Show every line in the records below that contains the word "countertop".
Start
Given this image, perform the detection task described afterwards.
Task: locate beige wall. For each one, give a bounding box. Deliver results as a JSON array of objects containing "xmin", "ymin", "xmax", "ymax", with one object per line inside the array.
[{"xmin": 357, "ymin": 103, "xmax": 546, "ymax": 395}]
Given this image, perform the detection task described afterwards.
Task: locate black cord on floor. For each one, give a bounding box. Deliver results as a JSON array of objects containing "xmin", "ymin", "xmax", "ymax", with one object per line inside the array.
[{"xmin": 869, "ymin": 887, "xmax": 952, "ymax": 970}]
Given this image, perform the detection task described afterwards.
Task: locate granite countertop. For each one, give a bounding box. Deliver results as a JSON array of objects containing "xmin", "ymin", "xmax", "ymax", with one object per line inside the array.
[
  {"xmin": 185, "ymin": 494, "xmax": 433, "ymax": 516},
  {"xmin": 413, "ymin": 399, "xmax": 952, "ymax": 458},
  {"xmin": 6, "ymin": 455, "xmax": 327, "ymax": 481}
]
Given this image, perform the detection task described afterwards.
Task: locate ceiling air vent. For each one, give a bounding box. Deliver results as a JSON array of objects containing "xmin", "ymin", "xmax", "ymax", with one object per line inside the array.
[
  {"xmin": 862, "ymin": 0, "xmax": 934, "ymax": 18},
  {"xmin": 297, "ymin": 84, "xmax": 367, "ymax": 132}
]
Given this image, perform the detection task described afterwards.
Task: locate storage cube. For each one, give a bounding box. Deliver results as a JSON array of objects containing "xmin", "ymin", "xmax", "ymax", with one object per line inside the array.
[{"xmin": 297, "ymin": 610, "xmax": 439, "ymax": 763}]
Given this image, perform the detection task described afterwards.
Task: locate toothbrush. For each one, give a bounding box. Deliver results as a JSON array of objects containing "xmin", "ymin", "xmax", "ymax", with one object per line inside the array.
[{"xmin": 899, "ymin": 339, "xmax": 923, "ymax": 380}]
End
Exercise solution:
Task: locate granite countertop. For each one, give a bounding box. Deliver results as a JSON array of objects containing "xmin", "ymin", "xmax", "ymax", with one object per line inside the array.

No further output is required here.